About Lung Cancer
There are two types of lung cancer — non-small cell and small cell.
Each type of non-small cell lung cancer has different kinds of cancer cells. The cancer cells of each type grow and spread in different ways. The types of non-small cell lung cancer are named for the kinds of cells found in the cancer and how the cells look under a microscope:
- Adenocarcinoma: Cancer that begins in the cells that line the alveoli and make substances such as mucus.
- Large cell carcinoma: Cancer that may begin in several types of large cells.
- Squamous cell carcinoma: Cancer that begins in squamous cells, which are thin, flat cells that look like fish scales. This is also called epidermoid carcinoma.
Other less common types of non-small cell lung cancer are: pleomorphic, carcinoid tumor, salivary gland carcinoma and unclassified carcinoma.

Input data:

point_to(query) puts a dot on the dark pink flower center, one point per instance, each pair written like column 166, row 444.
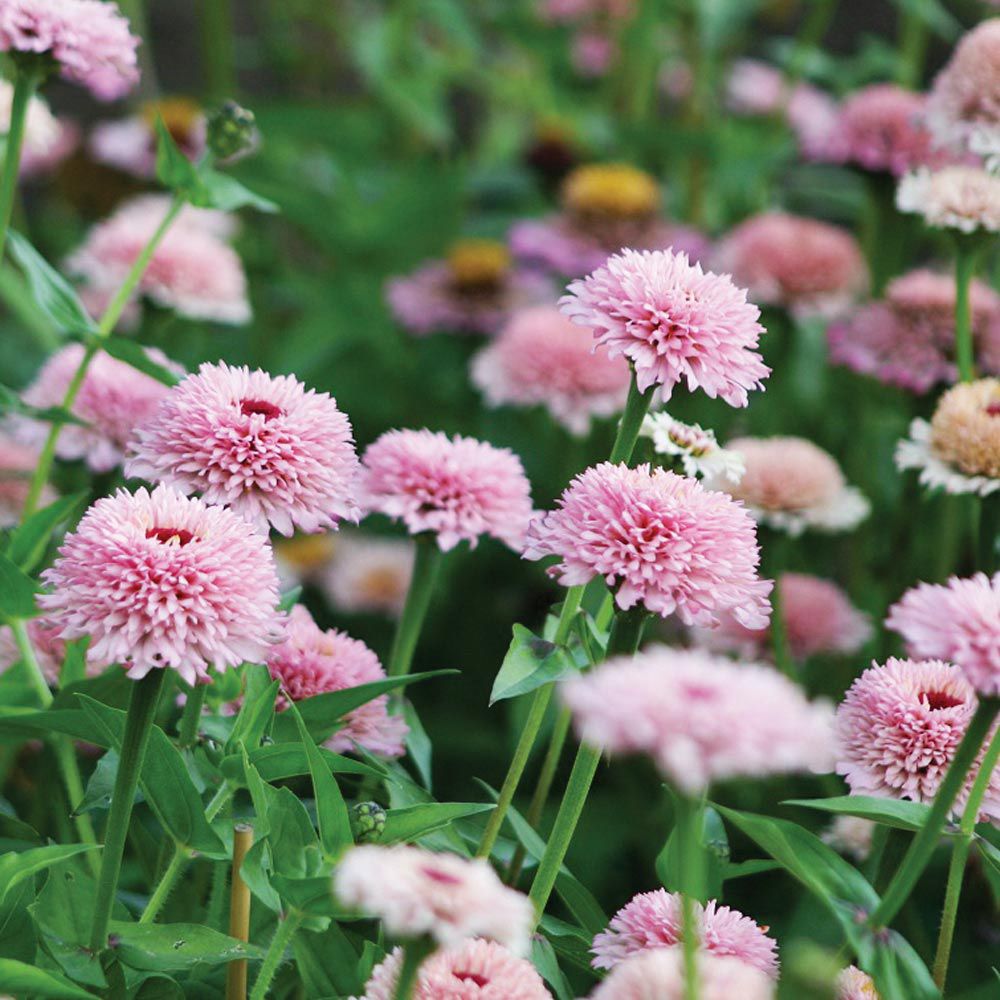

What this task involves: Reproduce the stretch of the lung cancer text from "- Large cell" through "and unclassified carcinoma.".

Response to the task:
- Large cell carcinoma: Cancer that may begin in several types of large cells.
- Squamous cell carcinoma: Cancer that begins in squamous cells, which are thin, flat cells that look like fish scales. This is also called epidermoid carcinoma.
Other less common types of non-small cell lung cancer are: pleomorphic, carcinoid tumor, salivary gland carcinoma and unclassified carcinoma.